▶ [Teks Halaman]
⁂
Pada hakekatnya bentuk dan rupa semua manusia adalah sama, sekalipun ada yang bertubuh besar dan kecil. Namun manusia-manusia yang sama itu, bakat dan pembawaannya ternyata dapat berlainan.
Dari bentuk badan dan rupa seseorang, kita tidak dapat memastikan terlebih dahulu dalam cabang olahraga mana ia memiliki bakat luarbiasa. Kita tidak dapat tahu, dimana seseorang akan mencapai prestasi setinggi-tingginya, sebelum ia terjun dibidang olahraga.
Akan tetapi karena masing-masing cabang olahraga mempunyai ciri-ciri yang khas dan karenanya memerlukan kemampuan-kemampuan jasmaniah tersendiri pula, maka cara dan daya sesuatu bangsa dalam mencapai prestasi yang setinggi-tingginya dalam cabang olahraga tertentu, dapat merupakan tanda-tanda dari adanya bakat luarbiasa untuk cabang olahraga itu.
Perkembangan olahraga bulutangkis internasional sampai saat ini menunjukkan, bahwa bangsa Asia rupa-rupanya memiliki ciri-ciri fisik khas yang menguntungkan untuk mengejar taraf permainan yang tinggi dalam cabang olahraga bulutangkis,
Di benua Asia olahraga ini baru diperkembangkan secara resmi sejak tahun 1934, ialah ketika di India dan Malaya terbentuk persatuan-persatuan bulutangkis. Lima belas tahun kemudian, ketika piala Thomas untuk pertama kali dipertaruhkan dalam turnamen internasional (1949), kedua negara tersebut sudah mempunyai reputasi Internasional yang baik; bahkan pemain-pemain Malaya berhasil menggondoi piala itu ketanah airnya.
⁂
▶ [Bahan yang Disediakan]
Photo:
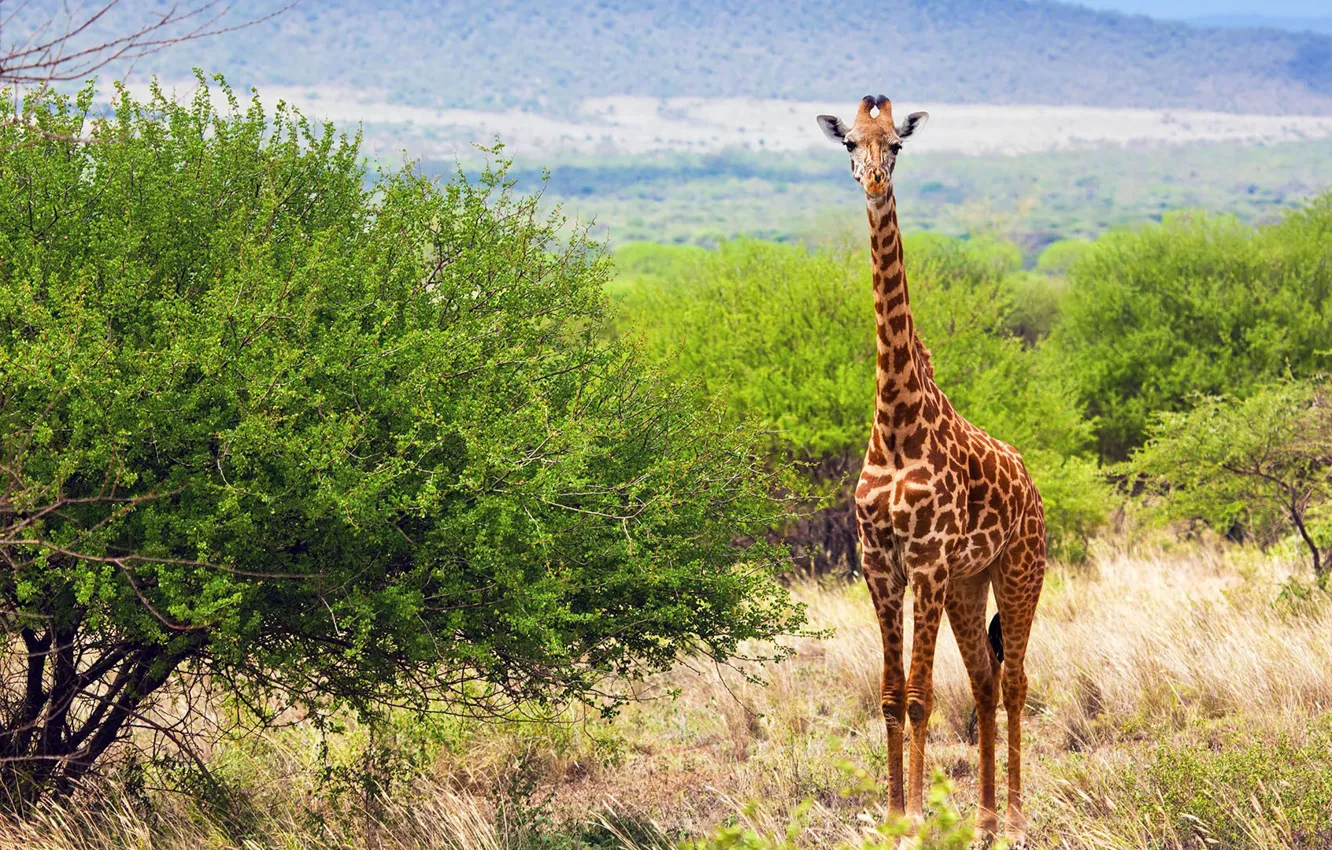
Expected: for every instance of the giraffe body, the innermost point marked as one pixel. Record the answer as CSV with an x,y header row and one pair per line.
x,y
942,508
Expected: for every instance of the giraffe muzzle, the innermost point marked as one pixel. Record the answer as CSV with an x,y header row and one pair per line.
x,y
875,181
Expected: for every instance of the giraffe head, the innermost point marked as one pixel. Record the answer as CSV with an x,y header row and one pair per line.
x,y
873,141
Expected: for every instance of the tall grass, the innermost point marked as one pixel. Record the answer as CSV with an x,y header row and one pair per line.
x,y
1178,701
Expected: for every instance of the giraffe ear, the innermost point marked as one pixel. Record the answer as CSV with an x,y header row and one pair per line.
x,y
833,128
914,121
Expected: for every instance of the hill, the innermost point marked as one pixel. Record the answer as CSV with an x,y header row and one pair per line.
x,y
1270,21
552,55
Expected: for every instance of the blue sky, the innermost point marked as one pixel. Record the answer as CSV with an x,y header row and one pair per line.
x,y
1199,8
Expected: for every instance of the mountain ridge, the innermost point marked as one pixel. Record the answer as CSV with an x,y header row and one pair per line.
x,y
550,56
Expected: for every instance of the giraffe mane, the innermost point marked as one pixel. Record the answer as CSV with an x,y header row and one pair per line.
x,y
923,361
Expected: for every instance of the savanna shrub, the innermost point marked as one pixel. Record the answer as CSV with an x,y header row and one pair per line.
x,y
786,336
1196,304
329,442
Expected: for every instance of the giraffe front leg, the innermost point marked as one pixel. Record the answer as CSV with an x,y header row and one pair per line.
x,y
929,588
887,590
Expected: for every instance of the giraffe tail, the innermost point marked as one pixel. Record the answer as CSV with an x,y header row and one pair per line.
x,y
997,644
997,637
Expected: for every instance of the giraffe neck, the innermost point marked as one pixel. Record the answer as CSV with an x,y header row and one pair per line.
x,y
899,376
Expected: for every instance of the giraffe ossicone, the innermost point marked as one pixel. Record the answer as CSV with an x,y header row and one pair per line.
x,y
942,506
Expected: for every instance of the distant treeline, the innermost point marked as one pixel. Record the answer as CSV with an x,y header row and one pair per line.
x,y
1072,361
1030,199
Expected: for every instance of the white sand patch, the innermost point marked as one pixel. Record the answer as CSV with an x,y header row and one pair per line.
x,y
629,124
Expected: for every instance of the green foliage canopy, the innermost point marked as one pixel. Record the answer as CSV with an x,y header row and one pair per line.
x,y
329,442
786,336
1194,305
1262,462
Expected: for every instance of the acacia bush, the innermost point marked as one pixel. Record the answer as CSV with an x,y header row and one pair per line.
x,y
1196,304
321,441
786,337
1260,465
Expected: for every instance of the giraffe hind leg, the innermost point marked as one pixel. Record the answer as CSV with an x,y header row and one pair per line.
x,y
966,608
1016,581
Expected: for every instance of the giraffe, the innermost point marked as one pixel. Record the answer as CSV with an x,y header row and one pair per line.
x,y
939,505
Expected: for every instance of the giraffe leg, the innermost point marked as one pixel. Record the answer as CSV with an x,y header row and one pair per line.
x,y
887,590
929,586
966,606
1018,581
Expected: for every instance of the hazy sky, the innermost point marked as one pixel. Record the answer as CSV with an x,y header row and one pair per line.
x,y
1198,8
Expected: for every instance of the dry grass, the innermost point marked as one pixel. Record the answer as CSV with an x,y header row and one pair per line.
x,y
1175,702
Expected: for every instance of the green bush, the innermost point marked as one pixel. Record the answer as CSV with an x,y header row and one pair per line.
x,y
786,337
1262,465
329,442
1194,305
1212,794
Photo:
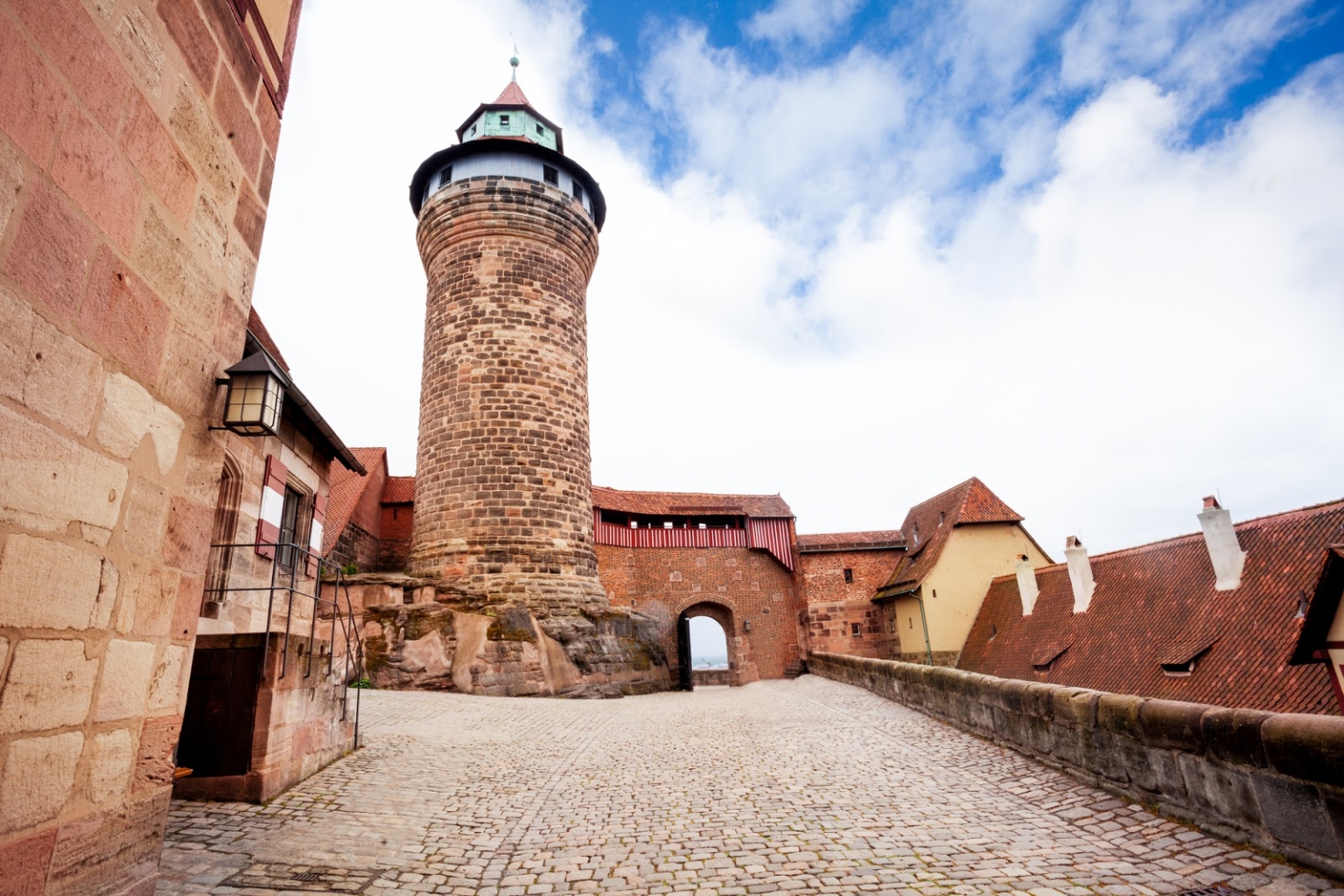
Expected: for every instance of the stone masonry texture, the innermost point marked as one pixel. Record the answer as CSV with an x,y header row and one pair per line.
x,y
804,786
503,506
835,606
1273,780
133,147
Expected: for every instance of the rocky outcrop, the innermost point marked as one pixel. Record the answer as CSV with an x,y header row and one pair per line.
x,y
421,635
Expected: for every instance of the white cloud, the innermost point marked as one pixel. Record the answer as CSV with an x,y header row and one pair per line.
x,y
1105,333
810,22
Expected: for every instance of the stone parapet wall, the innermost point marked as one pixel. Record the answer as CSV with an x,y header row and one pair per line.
x,y
1271,780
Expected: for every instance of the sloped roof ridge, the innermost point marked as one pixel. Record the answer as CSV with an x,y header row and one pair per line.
x,y
1186,536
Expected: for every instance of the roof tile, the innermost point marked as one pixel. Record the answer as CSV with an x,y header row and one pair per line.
x,y
1156,604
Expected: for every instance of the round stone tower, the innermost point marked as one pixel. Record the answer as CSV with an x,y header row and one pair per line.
x,y
508,234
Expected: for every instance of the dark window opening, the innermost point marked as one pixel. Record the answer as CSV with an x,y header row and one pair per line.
x,y
290,534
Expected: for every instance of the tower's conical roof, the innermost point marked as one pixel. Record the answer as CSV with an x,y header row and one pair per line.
x,y
512,95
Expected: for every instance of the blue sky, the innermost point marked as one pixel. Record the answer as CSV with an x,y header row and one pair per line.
x,y
857,253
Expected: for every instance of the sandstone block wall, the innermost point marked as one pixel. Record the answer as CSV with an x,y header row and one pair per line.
x,y
136,155
298,727
749,586
1271,780
503,516
503,471
835,606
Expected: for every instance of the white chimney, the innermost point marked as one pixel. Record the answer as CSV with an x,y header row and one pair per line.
x,y
1223,550
1027,584
1080,572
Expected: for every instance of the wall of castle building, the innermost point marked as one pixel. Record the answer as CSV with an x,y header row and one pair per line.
x,y
248,574
835,606
955,589
301,723
503,471
1270,780
396,546
136,156
750,584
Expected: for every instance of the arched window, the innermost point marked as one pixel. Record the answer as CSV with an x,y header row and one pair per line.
x,y
223,534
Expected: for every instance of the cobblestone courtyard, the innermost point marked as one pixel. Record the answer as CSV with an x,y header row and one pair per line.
x,y
807,786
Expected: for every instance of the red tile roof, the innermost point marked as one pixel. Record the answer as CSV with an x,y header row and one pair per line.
x,y
399,489
690,502
1156,604
346,489
851,540
512,95
258,329
928,526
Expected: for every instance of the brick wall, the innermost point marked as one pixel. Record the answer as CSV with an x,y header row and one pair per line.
x,y
503,468
136,155
396,546
835,606
750,586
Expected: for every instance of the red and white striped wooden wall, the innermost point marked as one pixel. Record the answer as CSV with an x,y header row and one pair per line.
x,y
766,534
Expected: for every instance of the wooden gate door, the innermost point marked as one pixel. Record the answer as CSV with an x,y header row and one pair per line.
x,y
217,728
683,652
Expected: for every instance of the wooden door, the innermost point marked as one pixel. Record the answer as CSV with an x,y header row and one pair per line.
x,y
217,730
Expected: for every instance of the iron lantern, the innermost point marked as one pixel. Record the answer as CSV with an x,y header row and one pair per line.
x,y
256,396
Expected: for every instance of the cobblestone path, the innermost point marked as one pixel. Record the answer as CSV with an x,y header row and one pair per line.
⁂
▶ [Tugas Pengerjaan]
[1] Jawablah pertanyaan berikut berdasarkan teks halaman.
(a) Apa yang dapat berlainan pada manusia yang bentuk dan rupanya sama?
(b) Sejak tahun berapa bulutangkis dikembangkan secara resmi di benua Asia?
(c) Pemain dari negara mana yang berhasil membawa pulang piala Thomas pada turnamen tahun 1949?
[2] Menurut teks halaman, mengapa cara dan daya suatu bangsa dalam mencapai prestasi tertinggi di cabang olahraga tertentu dapat menjadi tanda adanya bakat luar biasa untuk cabang itu? Jelaskan dalam satu sampai tiga kalimat.
[3] Salin dengan tepat bagian teks halaman mulai dari "Akan tetapi karena" sampai dengan "cabang olahraga itu.".

▶ [Jawaban per Tugas]
[1]
(a) Bakat dan pembawaannya.
(b) Sejak tahun 1934.
(c) Pemain-pemain Malaya.

[2] Setiap cabang olahraga mempunyai ciri-ciri yang khas. Karena itu, setiap cabang memerlukan kemampuan jasmaniah tersendiri. Oleh sebab itu, keberhasilan suatu bangsa mencapai prestasi tertinggi di cabang tertentu dapat menandakan bakat luar biasa untuk cabang tersebut.

[3]
Akan tetapi karena masing-masing cabang olahraga mempunyai ciri-ciri yang khas dan karenanya memerlukan kemampuan-kemampuan jasmaniah tersendiri pula, maka cara dan daya sesuatu bangsa dalam mencapai prestasi yang setinggi-tingginya dalam cabang olahraga tertentu, dapat merupakan tanda-tanda dari adanya bakat luarbiasa untuk cabang olahraga itu.